**Problem statement:**
Look over the lines below. Report each one that includes the string "surface".

Stored entries:
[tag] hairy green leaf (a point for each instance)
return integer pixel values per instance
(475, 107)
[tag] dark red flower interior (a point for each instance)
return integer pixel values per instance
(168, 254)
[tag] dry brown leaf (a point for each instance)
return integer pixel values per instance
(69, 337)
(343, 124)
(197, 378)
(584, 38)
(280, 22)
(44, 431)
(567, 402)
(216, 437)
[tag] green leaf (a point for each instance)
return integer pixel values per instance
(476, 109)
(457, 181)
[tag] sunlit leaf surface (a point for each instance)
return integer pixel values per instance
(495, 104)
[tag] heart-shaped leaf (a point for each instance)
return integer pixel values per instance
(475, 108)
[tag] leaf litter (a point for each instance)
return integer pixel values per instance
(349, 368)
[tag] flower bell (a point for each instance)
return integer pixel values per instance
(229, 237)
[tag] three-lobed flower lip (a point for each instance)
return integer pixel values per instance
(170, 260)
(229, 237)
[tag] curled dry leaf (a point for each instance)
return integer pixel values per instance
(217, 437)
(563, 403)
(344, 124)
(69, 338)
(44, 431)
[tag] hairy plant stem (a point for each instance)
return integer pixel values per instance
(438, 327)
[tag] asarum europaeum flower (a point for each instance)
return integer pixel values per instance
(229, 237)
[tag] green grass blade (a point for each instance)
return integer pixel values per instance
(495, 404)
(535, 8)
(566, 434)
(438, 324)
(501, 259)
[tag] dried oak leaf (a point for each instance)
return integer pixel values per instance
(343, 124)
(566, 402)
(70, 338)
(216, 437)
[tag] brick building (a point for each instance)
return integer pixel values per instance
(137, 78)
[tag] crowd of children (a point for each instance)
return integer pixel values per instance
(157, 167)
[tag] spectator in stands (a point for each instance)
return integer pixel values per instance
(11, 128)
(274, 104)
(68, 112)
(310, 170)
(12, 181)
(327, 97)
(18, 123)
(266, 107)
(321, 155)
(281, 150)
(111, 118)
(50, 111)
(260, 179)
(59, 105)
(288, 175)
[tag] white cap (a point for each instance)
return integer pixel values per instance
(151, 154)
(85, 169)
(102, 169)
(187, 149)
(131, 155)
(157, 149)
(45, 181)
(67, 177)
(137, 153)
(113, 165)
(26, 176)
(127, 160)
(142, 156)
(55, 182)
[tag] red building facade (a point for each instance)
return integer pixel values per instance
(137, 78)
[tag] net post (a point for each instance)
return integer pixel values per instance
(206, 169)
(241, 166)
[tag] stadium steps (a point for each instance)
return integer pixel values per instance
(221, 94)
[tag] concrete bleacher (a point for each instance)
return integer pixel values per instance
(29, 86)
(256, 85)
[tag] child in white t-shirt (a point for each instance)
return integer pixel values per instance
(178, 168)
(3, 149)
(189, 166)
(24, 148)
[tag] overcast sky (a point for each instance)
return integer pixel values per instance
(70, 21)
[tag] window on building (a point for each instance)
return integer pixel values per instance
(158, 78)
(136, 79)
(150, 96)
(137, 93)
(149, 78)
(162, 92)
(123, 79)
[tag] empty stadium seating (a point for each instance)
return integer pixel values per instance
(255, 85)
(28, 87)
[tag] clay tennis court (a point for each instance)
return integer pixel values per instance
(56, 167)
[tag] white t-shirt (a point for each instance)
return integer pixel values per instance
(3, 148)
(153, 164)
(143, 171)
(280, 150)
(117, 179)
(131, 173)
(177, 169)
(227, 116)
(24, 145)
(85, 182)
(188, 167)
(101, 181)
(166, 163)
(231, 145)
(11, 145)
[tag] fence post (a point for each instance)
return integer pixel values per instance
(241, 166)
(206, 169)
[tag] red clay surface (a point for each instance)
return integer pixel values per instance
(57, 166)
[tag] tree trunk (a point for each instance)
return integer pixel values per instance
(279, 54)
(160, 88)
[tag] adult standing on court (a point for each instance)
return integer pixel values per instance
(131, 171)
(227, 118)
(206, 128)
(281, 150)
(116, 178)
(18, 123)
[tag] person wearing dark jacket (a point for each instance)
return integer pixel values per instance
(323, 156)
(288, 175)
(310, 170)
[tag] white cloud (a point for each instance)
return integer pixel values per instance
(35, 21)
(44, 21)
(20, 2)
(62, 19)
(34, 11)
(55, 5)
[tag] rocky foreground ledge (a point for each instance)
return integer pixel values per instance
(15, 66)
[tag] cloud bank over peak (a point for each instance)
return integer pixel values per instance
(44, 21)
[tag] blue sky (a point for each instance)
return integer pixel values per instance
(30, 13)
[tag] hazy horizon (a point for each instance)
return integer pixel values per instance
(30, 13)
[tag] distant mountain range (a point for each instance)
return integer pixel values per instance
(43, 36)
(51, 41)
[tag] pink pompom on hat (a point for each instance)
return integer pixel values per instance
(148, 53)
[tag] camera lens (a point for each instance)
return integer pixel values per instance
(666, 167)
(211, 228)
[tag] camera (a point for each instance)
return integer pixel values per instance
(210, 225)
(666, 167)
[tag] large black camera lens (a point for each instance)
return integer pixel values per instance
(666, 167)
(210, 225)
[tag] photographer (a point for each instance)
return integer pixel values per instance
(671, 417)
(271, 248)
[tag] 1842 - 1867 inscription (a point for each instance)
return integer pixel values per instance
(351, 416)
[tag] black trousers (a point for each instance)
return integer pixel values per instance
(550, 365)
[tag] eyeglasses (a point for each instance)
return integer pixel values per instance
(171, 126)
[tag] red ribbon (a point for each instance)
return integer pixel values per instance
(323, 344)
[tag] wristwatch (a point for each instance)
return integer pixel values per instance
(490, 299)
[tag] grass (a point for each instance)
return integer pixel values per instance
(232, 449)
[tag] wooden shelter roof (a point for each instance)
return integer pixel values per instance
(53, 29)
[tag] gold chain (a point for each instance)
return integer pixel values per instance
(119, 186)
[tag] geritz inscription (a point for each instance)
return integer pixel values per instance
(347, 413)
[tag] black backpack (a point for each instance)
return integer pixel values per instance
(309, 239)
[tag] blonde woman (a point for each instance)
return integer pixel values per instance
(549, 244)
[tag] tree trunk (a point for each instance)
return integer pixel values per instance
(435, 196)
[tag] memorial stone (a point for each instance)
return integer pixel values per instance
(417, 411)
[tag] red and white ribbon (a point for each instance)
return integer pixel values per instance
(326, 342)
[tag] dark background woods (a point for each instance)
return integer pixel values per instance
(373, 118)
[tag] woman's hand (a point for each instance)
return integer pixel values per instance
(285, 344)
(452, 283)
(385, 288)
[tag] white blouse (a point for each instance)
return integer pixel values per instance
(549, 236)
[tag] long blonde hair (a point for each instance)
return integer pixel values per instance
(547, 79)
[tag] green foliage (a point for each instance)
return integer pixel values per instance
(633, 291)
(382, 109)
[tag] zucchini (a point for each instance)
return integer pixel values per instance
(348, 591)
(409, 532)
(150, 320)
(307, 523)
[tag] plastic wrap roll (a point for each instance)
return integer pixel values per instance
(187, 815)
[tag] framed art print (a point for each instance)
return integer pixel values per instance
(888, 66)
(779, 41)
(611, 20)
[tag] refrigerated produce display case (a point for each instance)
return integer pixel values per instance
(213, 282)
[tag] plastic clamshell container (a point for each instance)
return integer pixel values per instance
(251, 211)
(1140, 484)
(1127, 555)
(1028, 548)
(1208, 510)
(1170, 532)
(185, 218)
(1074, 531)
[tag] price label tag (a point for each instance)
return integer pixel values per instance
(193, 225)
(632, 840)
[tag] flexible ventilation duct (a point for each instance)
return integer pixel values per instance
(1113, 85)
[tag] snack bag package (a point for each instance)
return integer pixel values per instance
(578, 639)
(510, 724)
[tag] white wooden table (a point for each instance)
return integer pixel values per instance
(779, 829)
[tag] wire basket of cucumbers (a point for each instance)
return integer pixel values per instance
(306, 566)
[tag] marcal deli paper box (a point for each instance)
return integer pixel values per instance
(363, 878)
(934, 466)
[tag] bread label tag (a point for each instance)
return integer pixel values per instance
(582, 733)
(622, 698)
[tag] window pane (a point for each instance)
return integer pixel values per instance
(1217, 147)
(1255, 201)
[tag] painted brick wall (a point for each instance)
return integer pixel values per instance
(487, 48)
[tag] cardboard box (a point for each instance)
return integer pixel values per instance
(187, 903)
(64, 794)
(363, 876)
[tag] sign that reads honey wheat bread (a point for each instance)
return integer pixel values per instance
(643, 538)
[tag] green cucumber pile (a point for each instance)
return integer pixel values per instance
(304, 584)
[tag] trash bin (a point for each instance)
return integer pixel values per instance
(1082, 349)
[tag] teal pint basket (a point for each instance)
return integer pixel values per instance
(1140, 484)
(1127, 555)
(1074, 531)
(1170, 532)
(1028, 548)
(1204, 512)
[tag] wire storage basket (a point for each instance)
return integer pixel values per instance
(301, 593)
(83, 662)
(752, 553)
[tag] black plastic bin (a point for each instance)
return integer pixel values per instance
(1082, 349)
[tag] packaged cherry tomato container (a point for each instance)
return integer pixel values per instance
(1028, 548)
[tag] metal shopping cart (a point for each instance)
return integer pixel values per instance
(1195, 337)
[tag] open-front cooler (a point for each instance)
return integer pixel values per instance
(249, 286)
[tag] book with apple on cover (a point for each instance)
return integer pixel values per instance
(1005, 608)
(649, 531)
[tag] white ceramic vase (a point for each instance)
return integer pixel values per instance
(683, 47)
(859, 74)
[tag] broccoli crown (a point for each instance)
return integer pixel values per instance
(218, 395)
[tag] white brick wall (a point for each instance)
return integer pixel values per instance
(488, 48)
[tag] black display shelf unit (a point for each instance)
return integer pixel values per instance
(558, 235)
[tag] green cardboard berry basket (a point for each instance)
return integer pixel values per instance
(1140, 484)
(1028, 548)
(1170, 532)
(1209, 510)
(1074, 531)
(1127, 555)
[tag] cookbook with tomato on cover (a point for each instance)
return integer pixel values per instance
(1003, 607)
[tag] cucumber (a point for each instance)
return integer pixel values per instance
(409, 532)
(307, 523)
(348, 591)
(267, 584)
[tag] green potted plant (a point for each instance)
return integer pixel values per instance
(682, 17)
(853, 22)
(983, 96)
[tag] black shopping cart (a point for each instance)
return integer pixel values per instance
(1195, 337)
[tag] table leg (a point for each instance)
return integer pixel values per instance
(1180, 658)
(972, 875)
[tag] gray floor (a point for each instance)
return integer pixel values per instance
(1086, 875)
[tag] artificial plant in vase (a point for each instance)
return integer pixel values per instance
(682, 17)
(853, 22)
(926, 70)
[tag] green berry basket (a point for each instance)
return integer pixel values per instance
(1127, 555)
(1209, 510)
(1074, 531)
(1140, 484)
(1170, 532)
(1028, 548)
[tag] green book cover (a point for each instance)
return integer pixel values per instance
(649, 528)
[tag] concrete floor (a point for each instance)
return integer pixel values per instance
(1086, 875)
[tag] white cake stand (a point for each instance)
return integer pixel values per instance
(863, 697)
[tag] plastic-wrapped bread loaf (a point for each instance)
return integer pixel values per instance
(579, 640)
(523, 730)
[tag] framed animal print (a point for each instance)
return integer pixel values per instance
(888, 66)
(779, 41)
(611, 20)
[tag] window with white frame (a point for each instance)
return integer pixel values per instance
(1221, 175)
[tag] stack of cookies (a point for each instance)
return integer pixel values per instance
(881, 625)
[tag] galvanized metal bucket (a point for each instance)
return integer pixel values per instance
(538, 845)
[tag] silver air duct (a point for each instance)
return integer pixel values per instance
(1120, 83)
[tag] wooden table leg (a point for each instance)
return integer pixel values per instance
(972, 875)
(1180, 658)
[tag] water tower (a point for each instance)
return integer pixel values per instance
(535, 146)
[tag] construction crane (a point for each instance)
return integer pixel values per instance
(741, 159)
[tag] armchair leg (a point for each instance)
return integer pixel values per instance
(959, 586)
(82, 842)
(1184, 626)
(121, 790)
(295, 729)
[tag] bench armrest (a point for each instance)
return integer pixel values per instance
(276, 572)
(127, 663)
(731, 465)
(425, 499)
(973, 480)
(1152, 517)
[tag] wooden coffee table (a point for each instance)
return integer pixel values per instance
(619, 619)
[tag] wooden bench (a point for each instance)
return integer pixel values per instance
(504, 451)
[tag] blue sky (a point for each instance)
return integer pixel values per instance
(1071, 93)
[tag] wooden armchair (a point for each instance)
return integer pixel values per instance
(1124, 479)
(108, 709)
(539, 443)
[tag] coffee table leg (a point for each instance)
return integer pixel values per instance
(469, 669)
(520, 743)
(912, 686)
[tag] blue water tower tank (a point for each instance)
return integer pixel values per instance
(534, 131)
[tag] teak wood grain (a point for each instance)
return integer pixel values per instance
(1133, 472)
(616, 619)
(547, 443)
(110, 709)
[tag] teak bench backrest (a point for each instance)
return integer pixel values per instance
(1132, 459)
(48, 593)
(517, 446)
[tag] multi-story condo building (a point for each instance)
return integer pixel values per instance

**Answer to the exercise:**
[tag] sunlit leaf surface (a point for each instance)
[tag] red clay surface (a point for each instance)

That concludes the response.